===== GIVEN RECORDS =====

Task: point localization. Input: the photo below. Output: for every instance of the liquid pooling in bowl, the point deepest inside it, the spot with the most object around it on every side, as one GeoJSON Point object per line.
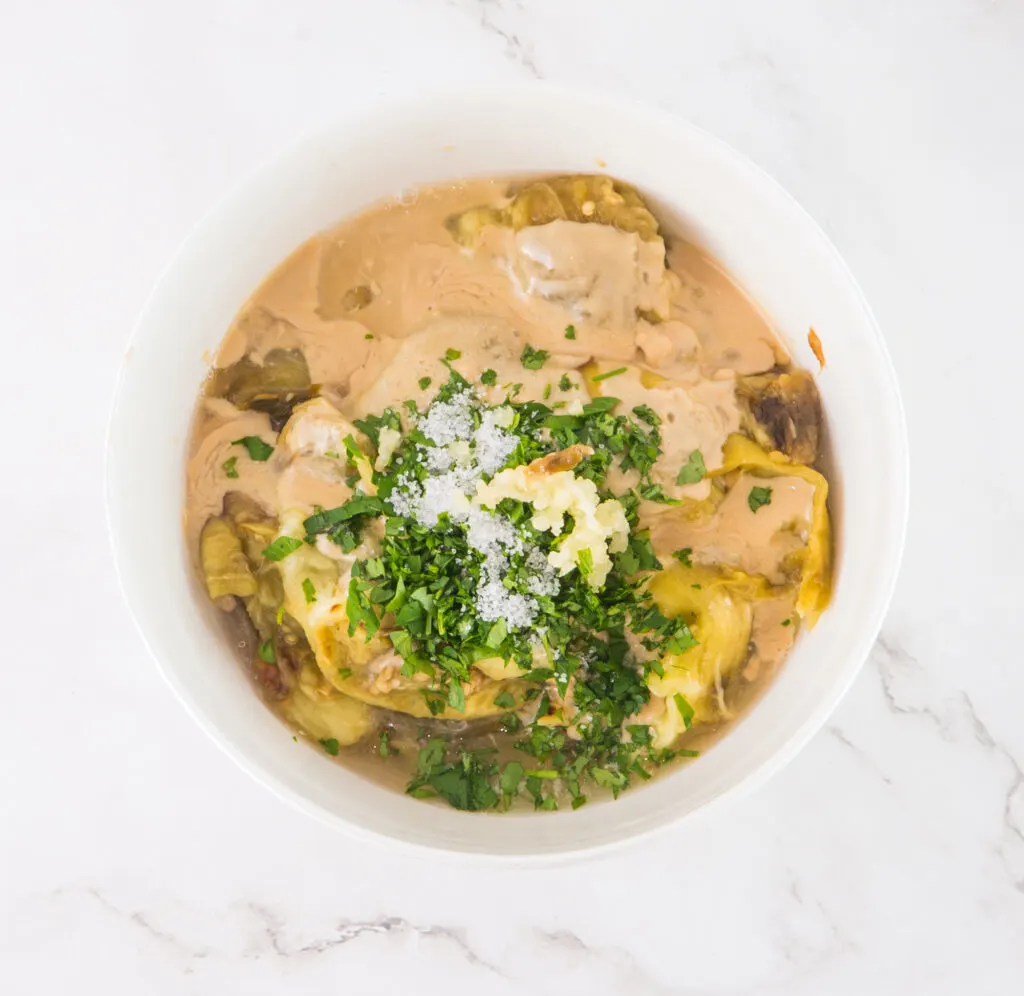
{"type": "Point", "coordinates": [508, 498]}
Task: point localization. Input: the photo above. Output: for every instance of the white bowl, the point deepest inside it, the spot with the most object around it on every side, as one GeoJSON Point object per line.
{"type": "Point", "coordinates": [718, 200]}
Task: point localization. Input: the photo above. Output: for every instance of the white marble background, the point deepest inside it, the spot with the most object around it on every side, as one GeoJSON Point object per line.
{"type": "Point", "coordinates": [888, 858]}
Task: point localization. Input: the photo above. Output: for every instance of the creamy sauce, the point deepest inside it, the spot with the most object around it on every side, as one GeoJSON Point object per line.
{"type": "Point", "coordinates": [375, 304]}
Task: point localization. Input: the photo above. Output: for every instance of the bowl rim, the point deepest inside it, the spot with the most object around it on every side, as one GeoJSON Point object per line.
{"type": "Point", "coordinates": [898, 485]}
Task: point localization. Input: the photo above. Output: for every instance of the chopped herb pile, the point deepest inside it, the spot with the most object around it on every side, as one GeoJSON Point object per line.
{"type": "Point", "coordinates": [454, 583]}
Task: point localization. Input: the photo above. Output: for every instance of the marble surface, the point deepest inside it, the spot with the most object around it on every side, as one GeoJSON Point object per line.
{"type": "Point", "coordinates": [888, 858]}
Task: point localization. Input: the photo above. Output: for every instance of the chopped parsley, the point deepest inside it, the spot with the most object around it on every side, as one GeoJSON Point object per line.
{"type": "Point", "coordinates": [693, 470]}
{"type": "Point", "coordinates": [534, 358]}
{"type": "Point", "coordinates": [605, 376]}
{"type": "Point", "coordinates": [255, 446]}
{"type": "Point", "coordinates": [685, 709]}
{"type": "Point", "coordinates": [281, 548]}
{"type": "Point", "coordinates": [422, 594]}
{"type": "Point", "coordinates": [759, 496]}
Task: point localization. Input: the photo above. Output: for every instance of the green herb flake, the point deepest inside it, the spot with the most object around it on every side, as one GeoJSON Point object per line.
{"type": "Point", "coordinates": [534, 358]}
{"type": "Point", "coordinates": [759, 496]}
{"type": "Point", "coordinates": [693, 470]}
{"type": "Point", "coordinates": [604, 377]}
{"type": "Point", "coordinates": [457, 697]}
{"type": "Point", "coordinates": [685, 709]}
{"type": "Point", "coordinates": [281, 548]}
{"type": "Point", "coordinates": [646, 414]}
{"type": "Point", "coordinates": [255, 446]}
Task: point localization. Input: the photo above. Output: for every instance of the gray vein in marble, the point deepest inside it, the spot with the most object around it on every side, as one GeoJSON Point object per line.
{"type": "Point", "coordinates": [139, 919]}
{"type": "Point", "coordinates": [796, 946]}
{"type": "Point", "coordinates": [630, 976]}
{"type": "Point", "coordinates": [347, 930]}
{"type": "Point", "coordinates": [628, 973]}
{"type": "Point", "coordinates": [894, 662]}
{"type": "Point", "coordinates": [489, 10]}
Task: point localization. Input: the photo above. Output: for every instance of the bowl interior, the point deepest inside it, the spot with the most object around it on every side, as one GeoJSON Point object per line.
{"type": "Point", "coordinates": [718, 200]}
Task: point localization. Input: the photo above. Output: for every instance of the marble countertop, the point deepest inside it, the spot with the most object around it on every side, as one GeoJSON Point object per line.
{"type": "Point", "coordinates": [888, 858]}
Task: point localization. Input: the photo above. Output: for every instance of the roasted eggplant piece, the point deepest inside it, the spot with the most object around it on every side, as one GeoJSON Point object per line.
{"type": "Point", "coordinates": [783, 414]}
{"type": "Point", "coordinates": [275, 386]}
{"type": "Point", "coordinates": [580, 198]}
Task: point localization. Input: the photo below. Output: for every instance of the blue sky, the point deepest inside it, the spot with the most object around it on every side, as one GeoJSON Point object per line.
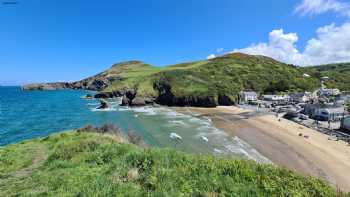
{"type": "Point", "coordinates": [65, 40]}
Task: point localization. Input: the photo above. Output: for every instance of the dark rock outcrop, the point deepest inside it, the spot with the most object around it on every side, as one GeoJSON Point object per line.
{"type": "Point", "coordinates": [166, 97]}
{"type": "Point", "coordinates": [104, 95]}
{"type": "Point", "coordinates": [138, 101]}
{"type": "Point", "coordinates": [225, 100]}
{"type": "Point", "coordinates": [126, 101]}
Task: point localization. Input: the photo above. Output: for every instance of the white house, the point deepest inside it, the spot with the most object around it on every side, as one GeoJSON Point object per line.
{"type": "Point", "coordinates": [329, 92]}
{"type": "Point", "coordinates": [345, 124]}
{"type": "Point", "coordinates": [276, 97]}
{"type": "Point", "coordinates": [324, 112]}
{"type": "Point", "coordinates": [248, 96]}
{"type": "Point", "coordinates": [300, 97]}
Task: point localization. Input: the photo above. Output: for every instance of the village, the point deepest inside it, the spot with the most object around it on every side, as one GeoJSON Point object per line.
{"type": "Point", "coordinates": [325, 110]}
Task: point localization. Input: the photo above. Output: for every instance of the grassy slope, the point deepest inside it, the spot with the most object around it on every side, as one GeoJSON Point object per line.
{"type": "Point", "coordinates": [89, 164]}
{"type": "Point", "coordinates": [339, 74]}
{"type": "Point", "coordinates": [225, 75]}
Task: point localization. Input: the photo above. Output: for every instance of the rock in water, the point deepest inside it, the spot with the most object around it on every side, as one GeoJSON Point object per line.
{"type": "Point", "coordinates": [88, 96]}
{"type": "Point", "coordinates": [125, 101]}
{"type": "Point", "coordinates": [104, 104]}
{"type": "Point", "coordinates": [138, 101]}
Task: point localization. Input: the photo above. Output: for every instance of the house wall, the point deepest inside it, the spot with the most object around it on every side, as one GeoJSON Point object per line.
{"type": "Point", "coordinates": [346, 124]}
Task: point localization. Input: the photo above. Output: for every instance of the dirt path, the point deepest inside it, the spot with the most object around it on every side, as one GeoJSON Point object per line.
{"type": "Point", "coordinates": [39, 159]}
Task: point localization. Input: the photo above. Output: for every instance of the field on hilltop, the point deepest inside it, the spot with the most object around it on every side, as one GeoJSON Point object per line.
{"type": "Point", "coordinates": [91, 164]}
{"type": "Point", "coordinates": [207, 83]}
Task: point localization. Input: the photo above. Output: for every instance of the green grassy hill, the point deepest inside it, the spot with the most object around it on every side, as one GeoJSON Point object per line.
{"type": "Point", "coordinates": [91, 164]}
{"type": "Point", "coordinates": [339, 74]}
{"type": "Point", "coordinates": [206, 83]}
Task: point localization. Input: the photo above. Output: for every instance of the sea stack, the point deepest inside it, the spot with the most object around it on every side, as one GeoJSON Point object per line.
{"type": "Point", "coordinates": [104, 104]}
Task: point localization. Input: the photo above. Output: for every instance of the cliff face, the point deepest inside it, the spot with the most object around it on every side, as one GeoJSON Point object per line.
{"type": "Point", "coordinates": [203, 83]}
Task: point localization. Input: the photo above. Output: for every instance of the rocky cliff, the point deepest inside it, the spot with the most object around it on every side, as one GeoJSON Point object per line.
{"type": "Point", "coordinates": [205, 83]}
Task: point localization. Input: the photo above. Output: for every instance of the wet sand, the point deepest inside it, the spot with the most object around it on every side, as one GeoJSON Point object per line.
{"type": "Point", "coordinates": [279, 141]}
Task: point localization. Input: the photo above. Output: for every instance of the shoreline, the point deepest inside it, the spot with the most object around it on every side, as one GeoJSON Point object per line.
{"type": "Point", "coordinates": [280, 143]}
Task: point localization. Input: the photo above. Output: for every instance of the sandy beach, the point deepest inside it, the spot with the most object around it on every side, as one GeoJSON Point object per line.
{"type": "Point", "coordinates": [280, 142]}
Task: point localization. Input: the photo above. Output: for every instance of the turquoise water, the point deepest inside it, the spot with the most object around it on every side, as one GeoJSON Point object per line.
{"type": "Point", "coordinates": [26, 115]}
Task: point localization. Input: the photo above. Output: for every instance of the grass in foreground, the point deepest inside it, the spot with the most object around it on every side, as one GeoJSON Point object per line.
{"type": "Point", "coordinates": [92, 164]}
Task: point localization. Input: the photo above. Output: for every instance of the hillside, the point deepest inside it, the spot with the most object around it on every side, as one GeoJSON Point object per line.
{"type": "Point", "coordinates": [202, 83]}
{"type": "Point", "coordinates": [91, 164]}
{"type": "Point", "coordinates": [339, 74]}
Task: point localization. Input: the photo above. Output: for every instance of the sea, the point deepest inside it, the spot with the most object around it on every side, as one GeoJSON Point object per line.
{"type": "Point", "coordinates": [26, 115]}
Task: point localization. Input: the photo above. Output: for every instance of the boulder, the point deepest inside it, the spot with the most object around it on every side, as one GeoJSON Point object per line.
{"type": "Point", "coordinates": [125, 101]}
{"type": "Point", "coordinates": [138, 101]}
{"type": "Point", "coordinates": [104, 95]}
{"type": "Point", "coordinates": [89, 96]}
{"type": "Point", "coordinates": [226, 100]}
{"type": "Point", "coordinates": [104, 104]}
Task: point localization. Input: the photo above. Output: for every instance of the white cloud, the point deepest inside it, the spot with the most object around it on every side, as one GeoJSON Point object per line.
{"type": "Point", "coordinates": [211, 56]}
{"type": "Point", "coordinates": [219, 50]}
{"type": "Point", "coordinates": [331, 45]}
{"type": "Point", "coordinates": [316, 7]}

=====

[GIVEN INSTRUCTION] Reproduce, character for character, the stretch of the items from the line containing "the boulder, the" through the last line of the items, both included.

[COMPLETED TASK]
Task: point localization. Input: the photo above. Output: for every instance of the boulder, the point deepest inside it, the spot with the most object around it on every side, as one GeoJSON Point object per line.
{"type": "Point", "coordinates": [125, 101]}
{"type": "Point", "coordinates": [138, 101]}
{"type": "Point", "coordinates": [104, 95]}
{"type": "Point", "coordinates": [89, 96]}
{"type": "Point", "coordinates": [226, 100]}
{"type": "Point", "coordinates": [104, 104]}
Task: point localization. Input: the photo above. Output: for every instance of the white cloud, the point deepest inside it, the spot with the most object around it on every side, as one GeoJSON Point object per line.
{"type": "Point", "coordinates": [211, 56]}
{"type": "Point", "coordinates": [219, 50]}
{"type": "Point", "coordinates": [331, 45]}
{"type": "Point", "coordinates": [316, 7]}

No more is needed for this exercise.